● TASKS TO CARRY OUT:
A) Give again the words of the piece on the tax-cut coverage between "It’s the silicone, stupid." and "on stock dividends.", inclusive.
B) Answer these questions from the piece on the tax-cut coverage, each on its own line:
(i) What dollar amount does the Reuters quote give for the Bush administration's economic stimulus plan?
(ii) Which paper ran the headline "Wall Street registers enthusiasm for tax cut!"?
(iii) What tax does the Bush plan eliminate completely?

● SUPPLIED TEXT:
The reviews are in! President Bush’s latest tax-cut plan is the hottest starlet to hit the scene in years!

Reuters raves, “Stocks surged on Monday, bolstered by hopes the Bush administration’s $600 billion economic stimulus plan can jump-start U.S. growth and help cure the market after a 3-year hangover!” The A.P. gushed “Dow soars on tax-cut anticipation!” ABC went nuts for the hothothot! plan and its effect on a swooning market, saying, “Stocks Gain, Street Cheers Stimulus Plan!” Even the Indianapolis Star wasn’t immune to this hot li’l package’s charms, trumpeting, “Wall Street registers enthusiasm for tax cut!”

The comparison to entertainment news isn’t really fair; these days, “Entertainment Tonight” and E! generally offer sharper, less credulous reporting than the national news press corps .

What largely failed to register amid the wolf-whistles and va-va-vooms! was the fact that the tax cut package lacks brains, talent, and isn’t even that pretty. So why’s Wall Street drooling? What accounts for the Dow’s noticeable bulge?

It’s the silicone, stupid.

Ordinarily, the Street reacts to economic plans with a consensual prediction about how good it will be for the economy; when people (particularly rich people) are going to have more money, the Street approves. But the Bush plan leads with an an artificial enhancement - the complete elimination of the tax on stock dividends.

Stored data:
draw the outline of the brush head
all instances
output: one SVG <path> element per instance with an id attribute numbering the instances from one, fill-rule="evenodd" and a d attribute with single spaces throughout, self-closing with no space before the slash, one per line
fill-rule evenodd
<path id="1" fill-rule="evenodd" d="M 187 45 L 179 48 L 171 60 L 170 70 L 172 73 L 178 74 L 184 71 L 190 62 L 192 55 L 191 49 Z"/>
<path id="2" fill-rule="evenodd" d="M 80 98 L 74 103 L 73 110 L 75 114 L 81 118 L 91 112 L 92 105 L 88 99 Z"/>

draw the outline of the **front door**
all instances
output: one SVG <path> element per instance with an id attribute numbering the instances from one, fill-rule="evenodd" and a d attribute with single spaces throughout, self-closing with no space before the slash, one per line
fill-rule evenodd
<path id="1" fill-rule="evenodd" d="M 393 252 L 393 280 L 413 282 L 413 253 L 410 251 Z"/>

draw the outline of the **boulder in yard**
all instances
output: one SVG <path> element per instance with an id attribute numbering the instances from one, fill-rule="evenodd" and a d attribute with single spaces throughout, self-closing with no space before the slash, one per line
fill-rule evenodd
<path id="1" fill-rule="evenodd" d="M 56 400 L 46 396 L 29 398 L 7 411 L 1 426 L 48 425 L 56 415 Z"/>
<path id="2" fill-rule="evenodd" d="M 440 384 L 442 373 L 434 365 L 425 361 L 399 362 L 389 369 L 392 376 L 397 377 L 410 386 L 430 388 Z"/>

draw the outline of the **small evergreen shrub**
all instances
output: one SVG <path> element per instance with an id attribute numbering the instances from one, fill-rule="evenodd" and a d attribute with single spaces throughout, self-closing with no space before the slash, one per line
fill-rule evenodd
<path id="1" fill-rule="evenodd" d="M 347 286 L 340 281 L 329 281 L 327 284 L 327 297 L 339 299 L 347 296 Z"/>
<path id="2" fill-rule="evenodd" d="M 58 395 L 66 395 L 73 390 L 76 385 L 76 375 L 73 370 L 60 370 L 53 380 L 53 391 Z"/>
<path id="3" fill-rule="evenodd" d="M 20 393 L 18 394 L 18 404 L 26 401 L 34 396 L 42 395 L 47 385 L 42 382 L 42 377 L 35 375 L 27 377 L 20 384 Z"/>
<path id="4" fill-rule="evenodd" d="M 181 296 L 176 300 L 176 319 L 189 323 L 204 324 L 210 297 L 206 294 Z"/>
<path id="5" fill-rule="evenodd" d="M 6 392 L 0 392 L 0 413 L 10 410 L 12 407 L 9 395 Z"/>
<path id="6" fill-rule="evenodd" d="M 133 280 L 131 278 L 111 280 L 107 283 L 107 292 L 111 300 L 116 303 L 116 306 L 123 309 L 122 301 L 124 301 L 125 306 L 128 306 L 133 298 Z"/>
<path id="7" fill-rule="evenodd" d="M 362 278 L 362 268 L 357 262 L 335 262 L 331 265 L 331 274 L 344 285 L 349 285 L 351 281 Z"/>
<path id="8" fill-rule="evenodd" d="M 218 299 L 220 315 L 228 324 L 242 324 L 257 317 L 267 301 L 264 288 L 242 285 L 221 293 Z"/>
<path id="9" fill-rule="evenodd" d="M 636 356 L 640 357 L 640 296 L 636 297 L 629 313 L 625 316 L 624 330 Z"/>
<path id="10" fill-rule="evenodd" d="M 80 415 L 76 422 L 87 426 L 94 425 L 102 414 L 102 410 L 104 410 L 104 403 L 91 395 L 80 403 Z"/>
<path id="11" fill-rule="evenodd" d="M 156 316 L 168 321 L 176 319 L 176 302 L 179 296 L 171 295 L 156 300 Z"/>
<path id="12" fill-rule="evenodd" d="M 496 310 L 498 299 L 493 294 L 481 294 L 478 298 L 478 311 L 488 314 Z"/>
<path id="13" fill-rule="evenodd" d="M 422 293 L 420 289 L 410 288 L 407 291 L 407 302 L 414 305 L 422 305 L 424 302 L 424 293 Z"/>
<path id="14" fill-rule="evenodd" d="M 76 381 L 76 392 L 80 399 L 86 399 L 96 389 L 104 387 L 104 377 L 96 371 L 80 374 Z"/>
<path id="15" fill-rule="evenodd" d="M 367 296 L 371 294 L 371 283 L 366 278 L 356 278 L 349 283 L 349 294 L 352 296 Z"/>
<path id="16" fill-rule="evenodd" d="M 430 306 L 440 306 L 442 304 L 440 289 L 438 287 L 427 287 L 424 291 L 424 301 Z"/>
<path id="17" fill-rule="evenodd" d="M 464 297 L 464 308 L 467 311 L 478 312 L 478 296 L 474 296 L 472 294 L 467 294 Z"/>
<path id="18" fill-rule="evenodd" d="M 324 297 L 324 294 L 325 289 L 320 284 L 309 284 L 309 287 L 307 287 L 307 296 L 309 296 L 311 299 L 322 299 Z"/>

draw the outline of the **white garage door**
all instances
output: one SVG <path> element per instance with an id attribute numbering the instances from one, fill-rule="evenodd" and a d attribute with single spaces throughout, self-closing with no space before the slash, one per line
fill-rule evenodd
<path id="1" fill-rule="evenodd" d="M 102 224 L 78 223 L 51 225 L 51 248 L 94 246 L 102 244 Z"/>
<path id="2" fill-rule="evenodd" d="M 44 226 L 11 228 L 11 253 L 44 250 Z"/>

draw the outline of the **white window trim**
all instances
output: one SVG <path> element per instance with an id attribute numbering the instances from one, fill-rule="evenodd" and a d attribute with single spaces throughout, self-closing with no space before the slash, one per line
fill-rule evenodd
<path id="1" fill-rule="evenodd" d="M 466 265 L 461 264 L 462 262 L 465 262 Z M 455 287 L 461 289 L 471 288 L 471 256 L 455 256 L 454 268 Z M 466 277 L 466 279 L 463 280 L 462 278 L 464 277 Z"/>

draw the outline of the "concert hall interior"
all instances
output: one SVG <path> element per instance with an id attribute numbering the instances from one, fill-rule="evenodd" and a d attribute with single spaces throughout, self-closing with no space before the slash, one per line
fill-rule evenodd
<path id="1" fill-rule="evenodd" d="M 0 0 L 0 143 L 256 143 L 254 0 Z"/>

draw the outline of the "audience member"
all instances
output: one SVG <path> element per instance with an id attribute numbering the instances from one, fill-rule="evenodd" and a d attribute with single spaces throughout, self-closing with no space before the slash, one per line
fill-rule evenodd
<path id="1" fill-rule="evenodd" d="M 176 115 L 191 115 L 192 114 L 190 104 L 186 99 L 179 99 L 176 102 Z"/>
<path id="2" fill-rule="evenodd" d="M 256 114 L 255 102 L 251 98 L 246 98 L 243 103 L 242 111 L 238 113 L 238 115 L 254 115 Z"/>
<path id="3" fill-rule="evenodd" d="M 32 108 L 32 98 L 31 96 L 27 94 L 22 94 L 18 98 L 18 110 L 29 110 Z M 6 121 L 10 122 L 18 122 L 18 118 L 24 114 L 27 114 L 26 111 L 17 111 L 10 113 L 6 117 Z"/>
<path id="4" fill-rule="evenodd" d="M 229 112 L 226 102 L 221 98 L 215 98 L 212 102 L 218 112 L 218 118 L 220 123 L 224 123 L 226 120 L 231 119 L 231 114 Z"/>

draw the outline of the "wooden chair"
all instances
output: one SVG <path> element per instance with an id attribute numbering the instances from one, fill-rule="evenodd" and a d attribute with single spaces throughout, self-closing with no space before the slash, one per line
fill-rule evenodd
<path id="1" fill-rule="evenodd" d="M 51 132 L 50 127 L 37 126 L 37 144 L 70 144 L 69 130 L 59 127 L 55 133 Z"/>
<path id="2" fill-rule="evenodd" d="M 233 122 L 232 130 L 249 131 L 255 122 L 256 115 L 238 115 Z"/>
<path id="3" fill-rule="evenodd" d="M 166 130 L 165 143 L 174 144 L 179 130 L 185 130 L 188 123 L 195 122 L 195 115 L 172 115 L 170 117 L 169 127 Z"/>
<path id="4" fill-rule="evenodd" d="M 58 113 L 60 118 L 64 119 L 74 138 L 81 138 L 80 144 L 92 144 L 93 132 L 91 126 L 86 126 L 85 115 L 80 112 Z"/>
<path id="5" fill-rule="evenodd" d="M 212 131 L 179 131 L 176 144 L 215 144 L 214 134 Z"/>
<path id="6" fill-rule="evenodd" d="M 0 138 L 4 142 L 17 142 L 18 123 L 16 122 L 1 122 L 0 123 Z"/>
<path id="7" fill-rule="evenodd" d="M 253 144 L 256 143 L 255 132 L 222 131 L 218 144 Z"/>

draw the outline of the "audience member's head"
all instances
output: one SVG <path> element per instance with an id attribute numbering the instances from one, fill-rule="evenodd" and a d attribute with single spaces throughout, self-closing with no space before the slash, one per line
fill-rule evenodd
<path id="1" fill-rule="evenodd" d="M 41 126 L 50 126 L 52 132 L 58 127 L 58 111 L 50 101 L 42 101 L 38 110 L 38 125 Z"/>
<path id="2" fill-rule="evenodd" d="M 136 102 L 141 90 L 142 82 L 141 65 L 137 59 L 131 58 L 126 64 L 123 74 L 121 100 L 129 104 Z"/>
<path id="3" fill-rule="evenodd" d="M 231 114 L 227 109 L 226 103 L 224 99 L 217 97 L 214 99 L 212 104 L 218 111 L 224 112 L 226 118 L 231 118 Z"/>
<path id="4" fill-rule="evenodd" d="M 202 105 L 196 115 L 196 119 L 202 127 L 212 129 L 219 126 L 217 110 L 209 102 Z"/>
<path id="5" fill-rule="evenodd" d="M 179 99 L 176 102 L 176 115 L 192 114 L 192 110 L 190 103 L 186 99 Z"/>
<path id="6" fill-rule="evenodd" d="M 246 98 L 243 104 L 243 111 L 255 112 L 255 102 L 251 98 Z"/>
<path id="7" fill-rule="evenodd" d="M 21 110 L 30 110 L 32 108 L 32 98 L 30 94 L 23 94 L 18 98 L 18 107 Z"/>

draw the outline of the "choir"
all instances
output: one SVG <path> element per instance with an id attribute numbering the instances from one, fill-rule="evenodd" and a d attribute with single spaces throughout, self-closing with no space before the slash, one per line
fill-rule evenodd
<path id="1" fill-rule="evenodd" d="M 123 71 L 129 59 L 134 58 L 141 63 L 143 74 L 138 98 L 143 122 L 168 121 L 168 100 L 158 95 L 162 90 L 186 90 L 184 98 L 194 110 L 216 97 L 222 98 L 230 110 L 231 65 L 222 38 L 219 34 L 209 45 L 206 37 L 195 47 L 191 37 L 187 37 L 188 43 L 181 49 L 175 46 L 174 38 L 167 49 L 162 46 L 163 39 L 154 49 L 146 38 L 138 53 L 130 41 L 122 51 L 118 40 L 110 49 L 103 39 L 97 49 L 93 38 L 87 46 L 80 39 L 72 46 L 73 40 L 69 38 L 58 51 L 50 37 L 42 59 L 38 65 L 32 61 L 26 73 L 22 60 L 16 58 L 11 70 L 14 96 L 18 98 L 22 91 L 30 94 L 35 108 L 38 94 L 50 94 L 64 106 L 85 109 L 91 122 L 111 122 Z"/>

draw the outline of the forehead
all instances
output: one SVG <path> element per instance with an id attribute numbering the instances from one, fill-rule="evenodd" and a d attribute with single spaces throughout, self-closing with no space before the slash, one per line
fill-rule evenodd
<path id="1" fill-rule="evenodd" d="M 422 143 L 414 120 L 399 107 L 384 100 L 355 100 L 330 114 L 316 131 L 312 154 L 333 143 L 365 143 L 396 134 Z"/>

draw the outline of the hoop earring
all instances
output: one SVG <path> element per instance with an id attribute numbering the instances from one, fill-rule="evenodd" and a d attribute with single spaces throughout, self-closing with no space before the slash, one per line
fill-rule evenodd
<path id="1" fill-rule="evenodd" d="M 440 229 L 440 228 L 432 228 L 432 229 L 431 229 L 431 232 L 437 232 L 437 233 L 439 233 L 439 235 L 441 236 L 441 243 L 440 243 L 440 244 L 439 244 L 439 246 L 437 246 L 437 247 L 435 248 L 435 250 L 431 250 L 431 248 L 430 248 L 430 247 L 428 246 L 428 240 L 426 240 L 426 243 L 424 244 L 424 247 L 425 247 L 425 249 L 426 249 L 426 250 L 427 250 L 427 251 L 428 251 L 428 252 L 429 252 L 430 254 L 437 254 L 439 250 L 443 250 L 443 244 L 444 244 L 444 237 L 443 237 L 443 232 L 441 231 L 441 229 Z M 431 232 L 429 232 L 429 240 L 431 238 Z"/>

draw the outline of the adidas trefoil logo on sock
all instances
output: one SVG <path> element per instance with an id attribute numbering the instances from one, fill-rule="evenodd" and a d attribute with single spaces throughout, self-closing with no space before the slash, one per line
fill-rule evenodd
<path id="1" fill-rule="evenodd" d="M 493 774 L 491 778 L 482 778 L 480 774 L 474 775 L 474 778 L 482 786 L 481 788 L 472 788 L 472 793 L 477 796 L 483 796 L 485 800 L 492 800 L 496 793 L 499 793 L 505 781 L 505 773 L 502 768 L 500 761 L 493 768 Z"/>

● SOLUTION SET:
A)
It’s the silicone, stupid.

Ordinarily, the Street reacts to economic plans with a consensual prediction about how good it will be for the economy; when people (particularly rich people) are going to have more money, the Street approves. But the Bush plan leads with an an artificial enhancement - the complete elimination of the tax on stock dividends.

B)
(i) $600 billion
(ii) The Indianapolis Star
(iii) The tax on stock dividends